Entries of labeled points
==================================================

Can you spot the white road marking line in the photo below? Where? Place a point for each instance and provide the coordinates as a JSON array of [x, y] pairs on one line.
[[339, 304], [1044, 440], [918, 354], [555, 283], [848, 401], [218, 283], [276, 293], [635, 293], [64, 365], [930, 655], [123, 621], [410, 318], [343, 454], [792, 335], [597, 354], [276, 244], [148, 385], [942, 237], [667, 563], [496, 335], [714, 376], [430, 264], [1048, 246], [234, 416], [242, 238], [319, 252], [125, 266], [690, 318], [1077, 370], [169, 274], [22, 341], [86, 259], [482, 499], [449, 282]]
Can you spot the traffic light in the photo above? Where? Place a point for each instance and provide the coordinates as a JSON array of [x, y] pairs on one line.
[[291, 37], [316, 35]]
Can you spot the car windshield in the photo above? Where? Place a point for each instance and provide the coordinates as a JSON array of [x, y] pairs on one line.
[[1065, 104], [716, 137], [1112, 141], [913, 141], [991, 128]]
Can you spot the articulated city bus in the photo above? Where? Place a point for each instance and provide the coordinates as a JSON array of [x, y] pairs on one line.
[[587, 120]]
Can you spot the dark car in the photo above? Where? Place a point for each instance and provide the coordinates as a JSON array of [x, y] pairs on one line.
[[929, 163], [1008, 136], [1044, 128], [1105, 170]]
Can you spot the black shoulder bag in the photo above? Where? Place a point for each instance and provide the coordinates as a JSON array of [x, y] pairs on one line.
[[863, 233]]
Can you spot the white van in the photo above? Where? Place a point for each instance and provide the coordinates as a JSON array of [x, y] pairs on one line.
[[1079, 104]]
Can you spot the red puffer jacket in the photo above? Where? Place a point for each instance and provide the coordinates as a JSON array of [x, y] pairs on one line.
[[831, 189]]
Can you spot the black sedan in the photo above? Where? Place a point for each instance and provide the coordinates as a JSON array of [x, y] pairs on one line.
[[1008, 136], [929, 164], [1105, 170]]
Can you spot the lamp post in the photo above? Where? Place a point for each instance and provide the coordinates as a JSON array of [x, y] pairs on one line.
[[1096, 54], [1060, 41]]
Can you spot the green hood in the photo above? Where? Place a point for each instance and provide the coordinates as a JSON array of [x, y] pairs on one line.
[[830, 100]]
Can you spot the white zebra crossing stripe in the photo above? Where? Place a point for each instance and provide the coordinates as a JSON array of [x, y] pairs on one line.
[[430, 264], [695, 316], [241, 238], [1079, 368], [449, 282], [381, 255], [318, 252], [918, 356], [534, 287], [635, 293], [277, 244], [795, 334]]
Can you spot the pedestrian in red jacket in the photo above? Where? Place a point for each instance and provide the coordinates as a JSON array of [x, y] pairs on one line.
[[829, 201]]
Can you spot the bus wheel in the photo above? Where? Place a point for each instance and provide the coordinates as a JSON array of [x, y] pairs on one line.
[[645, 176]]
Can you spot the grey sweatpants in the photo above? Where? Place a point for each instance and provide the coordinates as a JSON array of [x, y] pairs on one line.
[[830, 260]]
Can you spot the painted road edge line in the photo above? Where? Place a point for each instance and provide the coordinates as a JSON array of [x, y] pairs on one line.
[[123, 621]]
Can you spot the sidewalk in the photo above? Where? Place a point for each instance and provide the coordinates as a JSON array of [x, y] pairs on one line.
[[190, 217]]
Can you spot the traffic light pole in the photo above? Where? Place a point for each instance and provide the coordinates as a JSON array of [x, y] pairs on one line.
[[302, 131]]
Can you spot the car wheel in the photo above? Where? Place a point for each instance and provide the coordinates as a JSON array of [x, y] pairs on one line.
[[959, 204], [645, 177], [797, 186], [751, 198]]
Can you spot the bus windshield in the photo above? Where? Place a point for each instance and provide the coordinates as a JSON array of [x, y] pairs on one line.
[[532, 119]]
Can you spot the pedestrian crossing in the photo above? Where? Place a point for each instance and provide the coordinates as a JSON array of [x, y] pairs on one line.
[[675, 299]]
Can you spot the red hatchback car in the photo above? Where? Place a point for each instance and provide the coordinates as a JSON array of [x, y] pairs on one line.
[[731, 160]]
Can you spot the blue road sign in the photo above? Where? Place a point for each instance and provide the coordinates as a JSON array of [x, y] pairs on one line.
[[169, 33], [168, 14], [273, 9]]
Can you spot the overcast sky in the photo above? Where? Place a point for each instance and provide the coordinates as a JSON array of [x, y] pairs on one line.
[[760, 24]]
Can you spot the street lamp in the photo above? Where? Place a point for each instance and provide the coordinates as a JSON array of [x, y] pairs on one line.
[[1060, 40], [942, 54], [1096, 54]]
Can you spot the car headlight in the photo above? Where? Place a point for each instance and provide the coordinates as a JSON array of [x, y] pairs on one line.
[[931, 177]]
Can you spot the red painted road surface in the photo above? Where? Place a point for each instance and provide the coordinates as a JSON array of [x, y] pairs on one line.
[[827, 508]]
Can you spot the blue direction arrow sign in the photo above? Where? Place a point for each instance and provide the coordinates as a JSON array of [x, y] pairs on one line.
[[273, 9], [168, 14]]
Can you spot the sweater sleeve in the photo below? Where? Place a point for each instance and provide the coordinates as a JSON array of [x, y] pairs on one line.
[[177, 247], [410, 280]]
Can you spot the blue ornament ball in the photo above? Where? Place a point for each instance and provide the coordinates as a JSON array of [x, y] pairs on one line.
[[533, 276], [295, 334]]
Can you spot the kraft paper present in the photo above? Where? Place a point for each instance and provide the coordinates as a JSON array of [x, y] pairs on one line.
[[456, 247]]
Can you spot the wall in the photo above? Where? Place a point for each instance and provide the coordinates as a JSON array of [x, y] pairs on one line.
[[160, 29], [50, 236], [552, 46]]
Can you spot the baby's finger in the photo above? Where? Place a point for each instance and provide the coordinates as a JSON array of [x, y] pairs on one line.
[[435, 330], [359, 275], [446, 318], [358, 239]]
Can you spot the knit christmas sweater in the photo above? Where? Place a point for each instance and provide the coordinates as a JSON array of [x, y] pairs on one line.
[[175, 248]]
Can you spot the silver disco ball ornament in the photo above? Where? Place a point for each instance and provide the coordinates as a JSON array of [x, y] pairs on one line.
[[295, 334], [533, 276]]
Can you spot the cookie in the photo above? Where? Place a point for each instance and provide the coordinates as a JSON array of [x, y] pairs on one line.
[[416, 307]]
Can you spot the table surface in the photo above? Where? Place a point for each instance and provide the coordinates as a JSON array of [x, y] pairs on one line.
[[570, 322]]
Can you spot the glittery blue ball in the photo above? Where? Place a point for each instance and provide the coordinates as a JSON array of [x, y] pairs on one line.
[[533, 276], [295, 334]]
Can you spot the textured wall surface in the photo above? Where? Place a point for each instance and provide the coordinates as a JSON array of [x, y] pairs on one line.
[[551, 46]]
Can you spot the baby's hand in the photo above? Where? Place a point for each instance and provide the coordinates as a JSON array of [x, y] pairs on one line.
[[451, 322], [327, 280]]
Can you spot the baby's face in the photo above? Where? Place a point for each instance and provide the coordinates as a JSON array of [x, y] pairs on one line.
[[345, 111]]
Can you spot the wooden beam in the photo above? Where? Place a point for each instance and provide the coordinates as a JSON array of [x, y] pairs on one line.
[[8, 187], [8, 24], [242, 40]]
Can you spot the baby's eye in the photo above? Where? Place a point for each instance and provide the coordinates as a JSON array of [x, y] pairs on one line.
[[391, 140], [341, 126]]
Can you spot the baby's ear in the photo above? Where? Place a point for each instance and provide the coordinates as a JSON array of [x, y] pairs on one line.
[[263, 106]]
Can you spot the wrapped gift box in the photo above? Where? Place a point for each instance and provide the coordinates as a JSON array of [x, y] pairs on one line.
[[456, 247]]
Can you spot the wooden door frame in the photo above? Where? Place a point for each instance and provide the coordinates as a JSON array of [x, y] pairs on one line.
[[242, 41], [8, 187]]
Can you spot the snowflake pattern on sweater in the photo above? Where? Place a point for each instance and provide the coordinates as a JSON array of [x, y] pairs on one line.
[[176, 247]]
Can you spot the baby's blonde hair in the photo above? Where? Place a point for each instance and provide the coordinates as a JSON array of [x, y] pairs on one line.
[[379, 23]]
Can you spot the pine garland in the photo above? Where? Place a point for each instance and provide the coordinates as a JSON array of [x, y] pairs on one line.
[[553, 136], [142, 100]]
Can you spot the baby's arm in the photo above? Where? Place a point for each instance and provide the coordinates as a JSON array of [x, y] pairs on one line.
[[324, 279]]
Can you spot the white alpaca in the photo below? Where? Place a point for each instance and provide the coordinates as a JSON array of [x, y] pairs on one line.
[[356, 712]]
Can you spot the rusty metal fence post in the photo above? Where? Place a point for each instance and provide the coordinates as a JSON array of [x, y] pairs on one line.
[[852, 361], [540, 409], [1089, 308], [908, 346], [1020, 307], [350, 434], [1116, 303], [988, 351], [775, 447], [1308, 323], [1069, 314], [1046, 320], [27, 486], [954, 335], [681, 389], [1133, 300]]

==================================================

- **WORK TO DO**
Can you recast the stretch of entries from the line containing "Can you spot the traffic light pole" through the line containing "[[827, 508]]" as a JSON list of strings, one per line, with blank lines left out?

- **SOLUTION TO THIS TASK**
[
  "Can you spot the traffic light pole in the photo above? Where? Place a point for each instance and provide the coordinates as a JSON array of [x, y] pairs on one line.",
  "[[302, 131]]",
  "Can you spot the car wheel in the photo above? Where? Place a point for each instance and provide the coordinates as a JSON array of [x, y] pairs on one line.",
  "[[959, 204], [645, 177], [797, 186], [751, 198]]",
  "Can you spot the bus windshield in the photo above? Where? Place a point for each instance and provide the coordinates as a JSON array of [x, y] pairs on one line.",
  "[[532, 119]]",
  "Can you spot the pedestrian crossing in the photo above? Where? Place a point for each instance and provide the coordinates as a JSON array of [x, y] pairs on one line.",
  "[[675, 299]]",
  "Can you spot the red hatchback car in the photo above? Where? Place a point for each instance and provide the coordinates as a JSON array of [x, y] pairs on one line.",
  "[[731, 160]]",
  "Can you spot the blue road sign in the photo above? Where? Place a point for each instance and provide the coordinates as a JSON array of [x, y] pairs on one line.",
  "[[169, 33], [168, 14], [273, 9]]",
  "Can you spot the overcast sky in the photo above? Where? Place a point for each instance and provide the coordinates as a JSON array of [x, y] pairs on one line.",
  "[[760, 24]]",
  "Can you spot the street lamp in the photo above? Where? Place a point for each instance and provide the coordinates as a JSON array of [x, y] pairs on one line.",
  "[[1060, 40], [942, 54], [1096, 54]]",
  "Can you spot the car headlight in the photo above? Where? Place a point for each instance and provide the coordinates as a JSON array of [x, y] pairs on one line.",
  "[[931, 177]]",
  "Can you spot the red painted road surface in the photo above? Where? Place a point for each instance and provide the coordinates as a JSON array of [x, y] pairs on one line.",
  "[[827, 508]]"
]